> Exercise: Reproduce the items below word for word, everything from the line containing "Pin a point on every instance of the side window" down to the line containing "Pin a point on every instance of the hand of", with both of those lines included.

> Supplied data:
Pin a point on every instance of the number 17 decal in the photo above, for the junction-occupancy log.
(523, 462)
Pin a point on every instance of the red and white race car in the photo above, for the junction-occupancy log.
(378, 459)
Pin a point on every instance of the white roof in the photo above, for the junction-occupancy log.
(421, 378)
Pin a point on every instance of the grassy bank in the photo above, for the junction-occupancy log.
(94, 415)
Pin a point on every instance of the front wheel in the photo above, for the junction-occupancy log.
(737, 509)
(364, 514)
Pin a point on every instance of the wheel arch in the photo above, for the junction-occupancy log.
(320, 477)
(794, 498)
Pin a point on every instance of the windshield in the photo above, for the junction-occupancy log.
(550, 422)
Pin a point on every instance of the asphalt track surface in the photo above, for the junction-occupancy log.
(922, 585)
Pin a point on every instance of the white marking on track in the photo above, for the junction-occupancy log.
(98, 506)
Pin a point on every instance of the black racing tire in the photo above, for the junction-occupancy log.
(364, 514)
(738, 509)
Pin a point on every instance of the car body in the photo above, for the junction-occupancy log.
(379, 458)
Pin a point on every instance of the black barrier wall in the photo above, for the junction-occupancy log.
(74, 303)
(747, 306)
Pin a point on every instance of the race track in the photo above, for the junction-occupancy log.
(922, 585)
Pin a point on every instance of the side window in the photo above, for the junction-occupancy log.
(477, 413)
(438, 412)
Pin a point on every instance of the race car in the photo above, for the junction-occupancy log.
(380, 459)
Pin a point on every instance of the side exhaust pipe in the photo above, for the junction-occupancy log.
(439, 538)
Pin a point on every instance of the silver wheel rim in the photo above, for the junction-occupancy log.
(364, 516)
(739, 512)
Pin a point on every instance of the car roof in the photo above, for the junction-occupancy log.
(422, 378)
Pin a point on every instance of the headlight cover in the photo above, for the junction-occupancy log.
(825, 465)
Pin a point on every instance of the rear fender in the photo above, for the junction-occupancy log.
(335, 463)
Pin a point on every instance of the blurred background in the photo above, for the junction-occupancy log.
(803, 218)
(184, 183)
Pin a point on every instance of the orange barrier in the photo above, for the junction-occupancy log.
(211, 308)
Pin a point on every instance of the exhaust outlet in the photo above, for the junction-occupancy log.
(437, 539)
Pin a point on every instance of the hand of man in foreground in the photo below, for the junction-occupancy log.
...
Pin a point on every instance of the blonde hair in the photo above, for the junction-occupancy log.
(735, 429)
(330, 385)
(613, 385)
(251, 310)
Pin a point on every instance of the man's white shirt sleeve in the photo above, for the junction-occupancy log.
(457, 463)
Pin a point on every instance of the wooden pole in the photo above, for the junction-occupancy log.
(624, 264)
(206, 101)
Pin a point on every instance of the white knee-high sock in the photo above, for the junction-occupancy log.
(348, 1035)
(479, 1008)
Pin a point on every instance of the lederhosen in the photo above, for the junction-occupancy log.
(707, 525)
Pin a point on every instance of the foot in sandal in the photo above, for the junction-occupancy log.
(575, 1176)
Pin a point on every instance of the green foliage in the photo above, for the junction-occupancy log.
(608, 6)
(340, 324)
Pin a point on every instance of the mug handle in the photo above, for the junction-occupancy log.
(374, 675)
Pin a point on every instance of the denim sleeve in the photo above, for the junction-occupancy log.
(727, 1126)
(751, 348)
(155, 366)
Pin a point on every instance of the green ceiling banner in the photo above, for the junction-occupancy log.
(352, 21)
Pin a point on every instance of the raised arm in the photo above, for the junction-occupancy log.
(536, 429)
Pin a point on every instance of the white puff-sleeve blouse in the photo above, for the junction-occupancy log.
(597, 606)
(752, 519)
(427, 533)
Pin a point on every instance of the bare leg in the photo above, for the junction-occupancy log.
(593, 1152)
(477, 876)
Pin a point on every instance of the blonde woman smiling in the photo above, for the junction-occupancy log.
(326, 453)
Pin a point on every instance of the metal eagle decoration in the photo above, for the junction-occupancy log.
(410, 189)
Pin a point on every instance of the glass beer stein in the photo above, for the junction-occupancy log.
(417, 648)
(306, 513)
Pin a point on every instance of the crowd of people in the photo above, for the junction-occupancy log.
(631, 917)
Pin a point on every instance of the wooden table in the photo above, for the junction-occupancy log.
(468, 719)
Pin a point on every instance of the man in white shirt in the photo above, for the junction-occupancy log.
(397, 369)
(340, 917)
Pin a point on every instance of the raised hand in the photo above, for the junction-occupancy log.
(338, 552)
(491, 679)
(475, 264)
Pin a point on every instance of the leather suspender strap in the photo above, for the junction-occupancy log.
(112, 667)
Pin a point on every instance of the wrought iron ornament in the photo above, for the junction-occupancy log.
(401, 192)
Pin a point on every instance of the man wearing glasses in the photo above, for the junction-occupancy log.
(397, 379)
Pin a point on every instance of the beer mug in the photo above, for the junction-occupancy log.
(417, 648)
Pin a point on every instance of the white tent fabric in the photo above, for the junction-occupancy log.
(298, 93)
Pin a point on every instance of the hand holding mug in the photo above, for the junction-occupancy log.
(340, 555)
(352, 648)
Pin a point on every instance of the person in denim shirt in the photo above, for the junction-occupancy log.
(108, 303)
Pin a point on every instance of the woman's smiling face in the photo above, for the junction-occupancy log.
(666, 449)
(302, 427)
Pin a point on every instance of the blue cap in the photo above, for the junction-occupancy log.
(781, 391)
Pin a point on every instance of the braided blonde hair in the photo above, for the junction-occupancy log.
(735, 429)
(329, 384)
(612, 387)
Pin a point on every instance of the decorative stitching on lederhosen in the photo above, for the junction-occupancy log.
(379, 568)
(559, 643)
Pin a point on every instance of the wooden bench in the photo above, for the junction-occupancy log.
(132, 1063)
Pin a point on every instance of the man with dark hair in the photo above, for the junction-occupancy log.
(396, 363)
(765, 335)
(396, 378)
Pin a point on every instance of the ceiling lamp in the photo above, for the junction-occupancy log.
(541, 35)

> Task output:
Pin a point on every instance of the side window in the photo above, for the junction-occupancy log.
(477, 413)
(438, 412)
Pin a point on every instance of the race car in the photo above, for the junction-occupancy log.
(380, 459)
Pin a point on every instance of the side exhaust pipe in the photo above, for the junction-occupancy log.
(439, 538)
Pin a point on every instance of the silver wheel rim in the photo above, for the junction-occupancy log.
(364, 516)
(739, 512)
Pin a point on every instance of the car roof in the photo above, for the junction-occupancy log.
(422, 378)
Pin a point on every instance of the headlight cover in the photo above, for the junction-occupancy log.
(825, 465)
Pin a point on every instance of the rear fender in the photo above, for the junction-occupancy log.
(335, 463)
Pin a point on every instance of the blurred background in the photo above, for the junction-occupancy log.
(803, 218)
(184, 183)
Pin a point on every instance of the orange barrier in the photo above, for the junction-occupancy log.
(211, 308)
Pin a point on every instance of the exhaust outlet in the photo above, for the junction-occupancy log.
(437, 539)
Pin a point on every instance of the hand of man in foreground in the photo below, for the junction-occupancy log.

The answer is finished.